→ Supplied passage
+ + + + +

Monday, March 14, 2011

The Church vs. the Institution

Insight that rises from people with genuine experience of ministry in the day-to-day world of parish communities is worth much.  There is too little platform for this and too much its opposite.  Personally, my congregation and I have grown weary of hearing about the business of Church.  Here in the Diocese of Texas, none of our bishops practiced parish ministry for an appreciable length of time before joining the business center at the diocesan offices, then going on to be elected bishop or bishop suffragan.  I suspect that in the case of almost any bishop anywhere a lack of ground-level front-line experience affects negatively the ability of bishops to set an inspiring and relevant tone in their respective dioceses, as I know it does here.  There is only so much that leaders trying to set the tone can say about the costs of running the diocese, and about the theory of the costs of running a parish, without all of us realizing that they are consumed with a business model for the Church.                   
The business model reigns in some parts of the Church, certainly here in the Diocese of Texas, despite the call of Christ to make disciples, not profits; to be faithful, not productive.  Yes, Jesus' parable calls us to be 'productive' thirty-fold, sixty-fold, or one-hundred fold;' but it is plainly wrong to imply that a lack of explosive congregational growth in numbers is due to clergy 'burying the treasure' entrusted to them.  It is an insult born of a callous business model, not born of a sense of shared Christian vocation.

+ + + + +

Region pointing data

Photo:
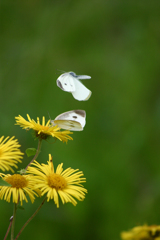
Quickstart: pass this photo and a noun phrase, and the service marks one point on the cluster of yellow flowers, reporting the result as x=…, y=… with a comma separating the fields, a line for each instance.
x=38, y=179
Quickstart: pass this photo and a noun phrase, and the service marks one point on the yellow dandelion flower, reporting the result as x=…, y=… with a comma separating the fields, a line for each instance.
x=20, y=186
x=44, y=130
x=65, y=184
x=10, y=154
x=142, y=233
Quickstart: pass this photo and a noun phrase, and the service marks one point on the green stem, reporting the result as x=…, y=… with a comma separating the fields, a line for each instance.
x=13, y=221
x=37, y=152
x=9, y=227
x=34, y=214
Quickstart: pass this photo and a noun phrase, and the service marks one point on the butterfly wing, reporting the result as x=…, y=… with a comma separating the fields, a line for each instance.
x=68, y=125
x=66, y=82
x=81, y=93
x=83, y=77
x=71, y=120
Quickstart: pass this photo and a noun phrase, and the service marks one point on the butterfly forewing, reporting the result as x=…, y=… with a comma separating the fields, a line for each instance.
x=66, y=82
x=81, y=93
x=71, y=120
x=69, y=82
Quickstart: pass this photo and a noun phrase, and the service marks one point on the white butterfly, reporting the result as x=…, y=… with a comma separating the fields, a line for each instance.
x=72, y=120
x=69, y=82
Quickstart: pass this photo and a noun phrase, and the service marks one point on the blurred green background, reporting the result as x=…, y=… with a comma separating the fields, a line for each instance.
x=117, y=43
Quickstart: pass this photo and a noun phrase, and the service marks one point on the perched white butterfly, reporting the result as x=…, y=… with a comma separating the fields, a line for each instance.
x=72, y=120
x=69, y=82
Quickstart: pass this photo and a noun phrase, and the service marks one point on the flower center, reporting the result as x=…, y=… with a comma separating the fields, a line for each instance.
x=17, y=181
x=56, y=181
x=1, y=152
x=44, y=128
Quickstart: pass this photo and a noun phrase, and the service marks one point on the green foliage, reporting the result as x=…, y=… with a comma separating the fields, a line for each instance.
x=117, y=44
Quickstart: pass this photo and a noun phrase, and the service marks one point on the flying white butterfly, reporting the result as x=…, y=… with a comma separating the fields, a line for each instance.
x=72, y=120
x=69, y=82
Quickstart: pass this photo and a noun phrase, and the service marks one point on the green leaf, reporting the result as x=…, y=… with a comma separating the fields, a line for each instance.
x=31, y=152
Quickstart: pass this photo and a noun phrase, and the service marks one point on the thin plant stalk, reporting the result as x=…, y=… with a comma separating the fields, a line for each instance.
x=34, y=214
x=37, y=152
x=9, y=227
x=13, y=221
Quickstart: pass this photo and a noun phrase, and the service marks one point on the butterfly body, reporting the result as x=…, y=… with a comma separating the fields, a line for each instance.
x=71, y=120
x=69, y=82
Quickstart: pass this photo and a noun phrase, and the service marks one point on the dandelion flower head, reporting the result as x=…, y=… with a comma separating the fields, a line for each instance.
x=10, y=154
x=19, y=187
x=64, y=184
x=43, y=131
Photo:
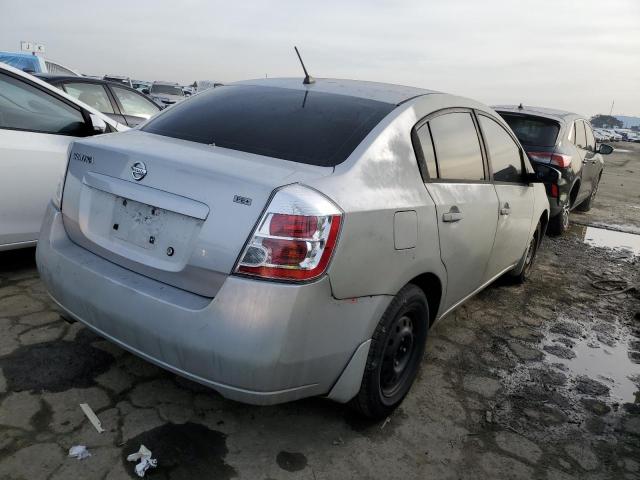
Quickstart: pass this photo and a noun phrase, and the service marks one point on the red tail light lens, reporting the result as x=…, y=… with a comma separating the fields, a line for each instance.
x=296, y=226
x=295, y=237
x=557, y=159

+ + + + +

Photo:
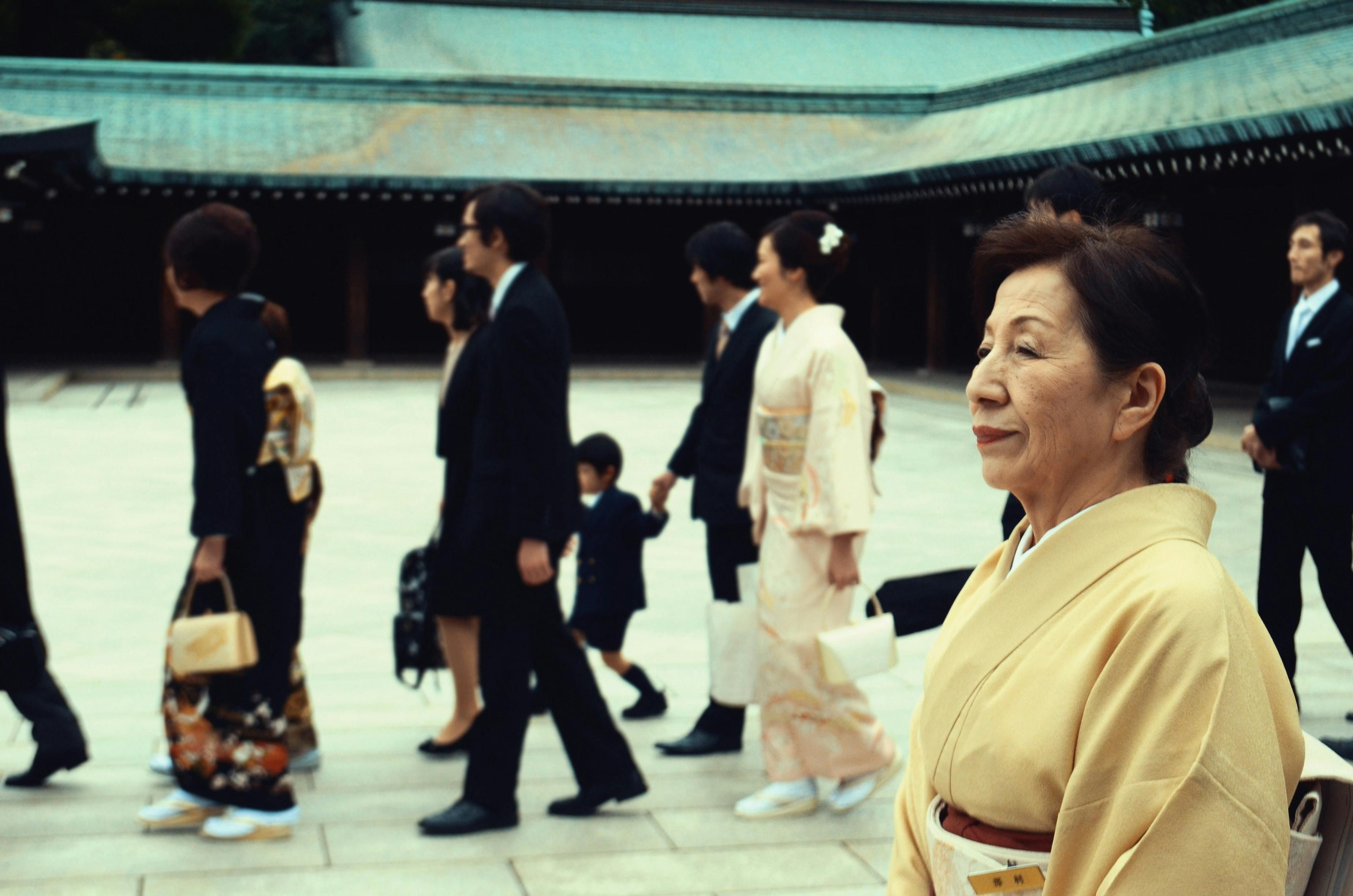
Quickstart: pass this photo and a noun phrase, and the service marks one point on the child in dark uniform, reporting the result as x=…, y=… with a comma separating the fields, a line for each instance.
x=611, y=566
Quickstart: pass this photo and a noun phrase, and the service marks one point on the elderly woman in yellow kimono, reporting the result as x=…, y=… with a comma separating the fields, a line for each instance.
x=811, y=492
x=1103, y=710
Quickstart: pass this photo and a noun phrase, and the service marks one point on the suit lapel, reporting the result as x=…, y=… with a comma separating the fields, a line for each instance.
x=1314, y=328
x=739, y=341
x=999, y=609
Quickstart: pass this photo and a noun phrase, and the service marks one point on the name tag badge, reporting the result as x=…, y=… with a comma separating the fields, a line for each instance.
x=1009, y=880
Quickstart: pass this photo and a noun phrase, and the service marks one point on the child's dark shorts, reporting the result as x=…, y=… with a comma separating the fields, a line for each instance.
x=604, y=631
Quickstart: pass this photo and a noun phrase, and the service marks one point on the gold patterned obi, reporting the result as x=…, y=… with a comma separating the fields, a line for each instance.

+ + + + +

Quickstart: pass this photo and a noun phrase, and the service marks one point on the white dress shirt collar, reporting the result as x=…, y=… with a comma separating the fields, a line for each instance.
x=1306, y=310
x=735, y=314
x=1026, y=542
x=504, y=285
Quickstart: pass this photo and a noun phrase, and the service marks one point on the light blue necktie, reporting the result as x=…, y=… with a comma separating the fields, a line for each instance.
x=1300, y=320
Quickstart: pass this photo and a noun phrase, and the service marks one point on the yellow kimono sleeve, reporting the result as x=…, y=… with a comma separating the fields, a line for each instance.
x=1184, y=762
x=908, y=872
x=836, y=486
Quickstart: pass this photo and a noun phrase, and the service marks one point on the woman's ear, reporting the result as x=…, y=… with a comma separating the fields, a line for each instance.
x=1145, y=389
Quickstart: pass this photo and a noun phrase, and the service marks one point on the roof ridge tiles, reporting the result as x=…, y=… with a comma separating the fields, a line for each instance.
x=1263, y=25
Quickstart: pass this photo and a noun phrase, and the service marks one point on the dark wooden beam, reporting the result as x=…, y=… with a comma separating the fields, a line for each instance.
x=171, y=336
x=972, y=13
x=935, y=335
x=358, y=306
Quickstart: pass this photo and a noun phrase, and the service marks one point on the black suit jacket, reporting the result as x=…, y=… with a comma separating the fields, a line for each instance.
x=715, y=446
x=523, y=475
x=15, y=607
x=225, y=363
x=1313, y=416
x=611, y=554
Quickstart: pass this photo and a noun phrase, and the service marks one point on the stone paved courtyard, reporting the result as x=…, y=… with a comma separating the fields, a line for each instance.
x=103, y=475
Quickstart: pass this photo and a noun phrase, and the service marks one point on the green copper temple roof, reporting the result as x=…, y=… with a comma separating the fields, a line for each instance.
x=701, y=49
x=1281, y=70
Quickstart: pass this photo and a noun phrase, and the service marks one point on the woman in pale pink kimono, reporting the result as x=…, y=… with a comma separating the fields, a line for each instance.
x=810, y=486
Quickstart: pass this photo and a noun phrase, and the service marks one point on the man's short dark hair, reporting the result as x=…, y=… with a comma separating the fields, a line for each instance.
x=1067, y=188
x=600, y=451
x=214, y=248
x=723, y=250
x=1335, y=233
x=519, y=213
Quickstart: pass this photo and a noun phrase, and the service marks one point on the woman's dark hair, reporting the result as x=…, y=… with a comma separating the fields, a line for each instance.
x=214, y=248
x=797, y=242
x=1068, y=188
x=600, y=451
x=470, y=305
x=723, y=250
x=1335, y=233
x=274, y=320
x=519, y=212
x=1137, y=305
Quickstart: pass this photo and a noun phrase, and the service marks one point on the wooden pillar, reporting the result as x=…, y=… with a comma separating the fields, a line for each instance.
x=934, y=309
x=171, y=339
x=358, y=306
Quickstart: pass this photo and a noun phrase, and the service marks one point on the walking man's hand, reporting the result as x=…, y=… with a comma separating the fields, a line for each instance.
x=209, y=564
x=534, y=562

+ + + + +

→ Task requirements
1. In the Church-versus-institution post, what does Christ call the Church to make instead of profits?
2. Duplicate the part of the Church-versus-institution post starting at "The business model" and ending at "shared Christian vocation.".
The items have nothing to do with the Church-versus-institution post.

→ Solutions to the problems
1. Disciples.

2.
The business model reigns in some parts of the Church, certainly here in the Diocese of Texas, despite the call of Christ to make disciples, not profits; to be faithful, not productive.  Yes, Jesus' parable calls us to be 'productive' thirty-fold, sixty-fold, or one-hundred fold;' but it is plainly wrong to imply that a lack of explosive congregational growth in numbers is due to clergy 'burying the treasure' entrusted to them.  It is an insult born of a callous business model, not born of a sense of shared Christian vocation.